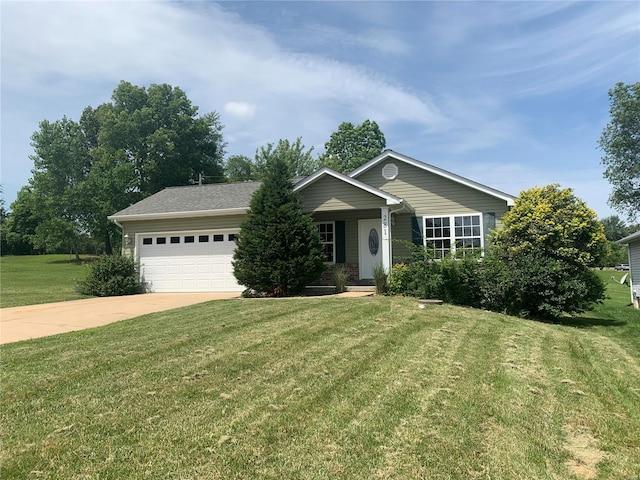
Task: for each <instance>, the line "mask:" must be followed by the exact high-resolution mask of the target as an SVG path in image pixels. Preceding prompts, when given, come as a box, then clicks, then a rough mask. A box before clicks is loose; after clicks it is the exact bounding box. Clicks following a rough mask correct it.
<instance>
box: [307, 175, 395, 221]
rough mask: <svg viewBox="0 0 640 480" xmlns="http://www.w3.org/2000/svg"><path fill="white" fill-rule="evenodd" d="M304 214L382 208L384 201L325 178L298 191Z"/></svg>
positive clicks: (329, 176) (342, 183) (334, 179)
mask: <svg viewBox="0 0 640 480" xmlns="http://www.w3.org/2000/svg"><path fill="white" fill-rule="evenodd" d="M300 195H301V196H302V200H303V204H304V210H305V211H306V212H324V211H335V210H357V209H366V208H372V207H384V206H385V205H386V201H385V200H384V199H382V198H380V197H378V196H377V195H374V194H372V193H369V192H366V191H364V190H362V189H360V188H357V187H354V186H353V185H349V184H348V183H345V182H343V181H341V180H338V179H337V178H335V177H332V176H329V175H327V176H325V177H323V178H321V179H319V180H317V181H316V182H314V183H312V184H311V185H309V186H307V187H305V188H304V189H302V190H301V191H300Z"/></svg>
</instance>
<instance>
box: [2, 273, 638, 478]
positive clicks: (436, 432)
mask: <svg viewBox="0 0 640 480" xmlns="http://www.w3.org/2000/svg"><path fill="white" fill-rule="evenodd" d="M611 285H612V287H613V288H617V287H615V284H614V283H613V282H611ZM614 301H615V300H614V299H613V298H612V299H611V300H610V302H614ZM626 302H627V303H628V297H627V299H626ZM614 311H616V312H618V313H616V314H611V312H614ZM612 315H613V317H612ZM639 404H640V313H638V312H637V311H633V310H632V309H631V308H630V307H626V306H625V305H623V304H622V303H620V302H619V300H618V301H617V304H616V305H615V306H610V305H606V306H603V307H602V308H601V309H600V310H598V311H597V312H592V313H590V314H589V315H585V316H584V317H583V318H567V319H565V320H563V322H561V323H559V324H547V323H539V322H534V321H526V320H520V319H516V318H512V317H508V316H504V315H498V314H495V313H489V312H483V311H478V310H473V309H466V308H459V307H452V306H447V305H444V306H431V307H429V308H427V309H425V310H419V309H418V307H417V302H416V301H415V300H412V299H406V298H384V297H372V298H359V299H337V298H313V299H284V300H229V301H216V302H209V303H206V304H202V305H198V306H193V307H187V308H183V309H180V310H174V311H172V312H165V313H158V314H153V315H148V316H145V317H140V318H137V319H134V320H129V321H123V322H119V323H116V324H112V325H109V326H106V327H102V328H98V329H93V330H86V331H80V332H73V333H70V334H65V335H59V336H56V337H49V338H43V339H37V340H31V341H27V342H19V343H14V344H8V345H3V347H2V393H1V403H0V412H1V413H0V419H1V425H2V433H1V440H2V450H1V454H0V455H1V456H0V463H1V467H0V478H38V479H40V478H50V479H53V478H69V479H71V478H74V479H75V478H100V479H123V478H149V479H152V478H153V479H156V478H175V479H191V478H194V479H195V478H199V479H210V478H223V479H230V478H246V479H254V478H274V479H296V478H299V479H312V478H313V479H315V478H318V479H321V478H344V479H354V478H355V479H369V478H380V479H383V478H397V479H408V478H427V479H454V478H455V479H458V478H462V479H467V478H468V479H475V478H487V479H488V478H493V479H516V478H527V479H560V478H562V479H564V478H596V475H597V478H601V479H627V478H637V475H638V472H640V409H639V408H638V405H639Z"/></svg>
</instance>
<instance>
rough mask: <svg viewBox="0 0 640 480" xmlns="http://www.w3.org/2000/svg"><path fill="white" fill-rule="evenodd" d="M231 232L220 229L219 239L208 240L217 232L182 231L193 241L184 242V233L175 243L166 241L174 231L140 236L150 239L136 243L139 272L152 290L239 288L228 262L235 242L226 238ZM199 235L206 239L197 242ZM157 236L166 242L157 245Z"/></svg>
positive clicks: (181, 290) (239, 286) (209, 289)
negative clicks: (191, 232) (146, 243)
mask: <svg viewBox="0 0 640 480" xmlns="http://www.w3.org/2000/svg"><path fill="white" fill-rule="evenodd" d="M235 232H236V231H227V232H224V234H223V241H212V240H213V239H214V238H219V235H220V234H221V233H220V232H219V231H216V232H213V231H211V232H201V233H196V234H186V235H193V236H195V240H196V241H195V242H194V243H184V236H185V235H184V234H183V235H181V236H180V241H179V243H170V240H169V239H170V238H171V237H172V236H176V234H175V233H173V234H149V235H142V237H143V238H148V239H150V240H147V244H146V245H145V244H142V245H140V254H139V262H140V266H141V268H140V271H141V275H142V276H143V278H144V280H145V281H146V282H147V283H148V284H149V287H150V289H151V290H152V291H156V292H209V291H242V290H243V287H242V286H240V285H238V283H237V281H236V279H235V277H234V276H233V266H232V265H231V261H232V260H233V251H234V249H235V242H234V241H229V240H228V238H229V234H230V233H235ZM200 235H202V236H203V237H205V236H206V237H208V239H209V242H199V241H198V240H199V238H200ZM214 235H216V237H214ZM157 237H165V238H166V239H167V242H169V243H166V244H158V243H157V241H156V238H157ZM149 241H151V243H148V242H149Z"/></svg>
● ● ● ● ● ● ●
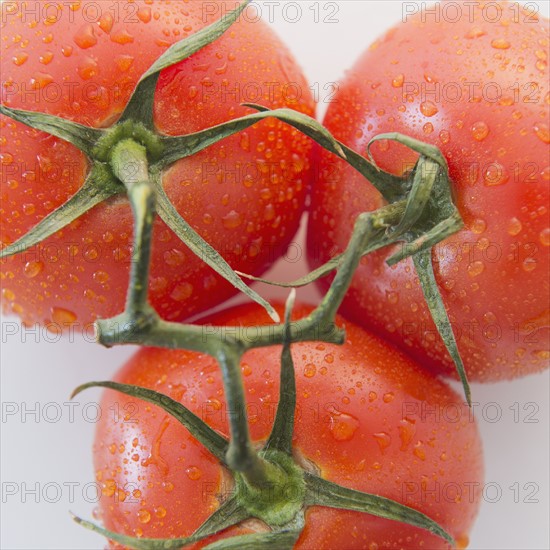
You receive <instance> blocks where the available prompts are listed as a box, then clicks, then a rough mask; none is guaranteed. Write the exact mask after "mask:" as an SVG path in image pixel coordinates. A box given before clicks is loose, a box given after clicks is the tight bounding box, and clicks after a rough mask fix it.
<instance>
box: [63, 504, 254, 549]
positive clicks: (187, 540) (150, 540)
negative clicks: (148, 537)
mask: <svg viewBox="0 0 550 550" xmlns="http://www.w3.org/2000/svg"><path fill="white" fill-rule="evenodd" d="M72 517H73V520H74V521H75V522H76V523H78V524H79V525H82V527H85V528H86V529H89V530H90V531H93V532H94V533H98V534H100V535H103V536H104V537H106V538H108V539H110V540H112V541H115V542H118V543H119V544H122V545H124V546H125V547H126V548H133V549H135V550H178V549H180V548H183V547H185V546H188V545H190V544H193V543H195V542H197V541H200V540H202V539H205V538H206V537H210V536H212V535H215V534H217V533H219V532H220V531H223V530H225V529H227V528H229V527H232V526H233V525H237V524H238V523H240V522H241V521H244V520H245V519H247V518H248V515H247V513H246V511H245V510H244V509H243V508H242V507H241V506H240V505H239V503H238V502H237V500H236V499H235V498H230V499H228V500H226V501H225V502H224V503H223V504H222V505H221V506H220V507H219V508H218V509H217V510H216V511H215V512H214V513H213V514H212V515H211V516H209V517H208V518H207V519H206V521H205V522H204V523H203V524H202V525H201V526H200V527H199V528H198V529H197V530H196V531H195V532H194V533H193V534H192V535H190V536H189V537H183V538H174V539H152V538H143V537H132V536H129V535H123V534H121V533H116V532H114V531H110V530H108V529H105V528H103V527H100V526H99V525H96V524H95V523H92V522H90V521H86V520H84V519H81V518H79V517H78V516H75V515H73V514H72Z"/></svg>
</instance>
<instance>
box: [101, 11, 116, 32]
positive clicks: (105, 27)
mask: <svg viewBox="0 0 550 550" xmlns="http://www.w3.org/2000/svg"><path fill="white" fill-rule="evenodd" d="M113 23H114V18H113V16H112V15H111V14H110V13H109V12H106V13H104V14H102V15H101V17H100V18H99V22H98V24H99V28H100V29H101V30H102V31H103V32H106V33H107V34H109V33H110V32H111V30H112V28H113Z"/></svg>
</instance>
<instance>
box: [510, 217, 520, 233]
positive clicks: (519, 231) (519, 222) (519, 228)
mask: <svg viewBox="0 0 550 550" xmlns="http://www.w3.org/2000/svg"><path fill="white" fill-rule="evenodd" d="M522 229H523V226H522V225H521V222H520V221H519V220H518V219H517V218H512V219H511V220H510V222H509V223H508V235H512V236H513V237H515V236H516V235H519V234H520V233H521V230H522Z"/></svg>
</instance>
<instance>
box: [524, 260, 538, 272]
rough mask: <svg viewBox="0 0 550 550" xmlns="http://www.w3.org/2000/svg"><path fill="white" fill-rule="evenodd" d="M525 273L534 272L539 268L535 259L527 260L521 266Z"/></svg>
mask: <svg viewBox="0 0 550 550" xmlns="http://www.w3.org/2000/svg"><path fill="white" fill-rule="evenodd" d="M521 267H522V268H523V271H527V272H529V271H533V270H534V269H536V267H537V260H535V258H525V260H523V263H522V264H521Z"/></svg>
● ● ● ● ● ● ●
List each line of the items above that contains the word "before". Case counts.

Answer to this problem:
Task: for each <instance>, the line "mask:" must be followed by the exact high-resolution mask of the target as an SVG path in image pixels. Preceding prompts, when given, come as a box, then clicks, then a rough mask. A box before clicks is loose; after clicks it is the exact bounding box. Clicks following a rough mask correct it.
You receive <instance> blocks where the available prompts are listed as a box, then clicks, then a rough mask; none is guaranteed. Write the exact mask after "mask:" as an SVG path in image pixel coordinates. A box given before clicks is loose, a box given after clicks is the tight bounding box, and clicks after a rough mask fix it.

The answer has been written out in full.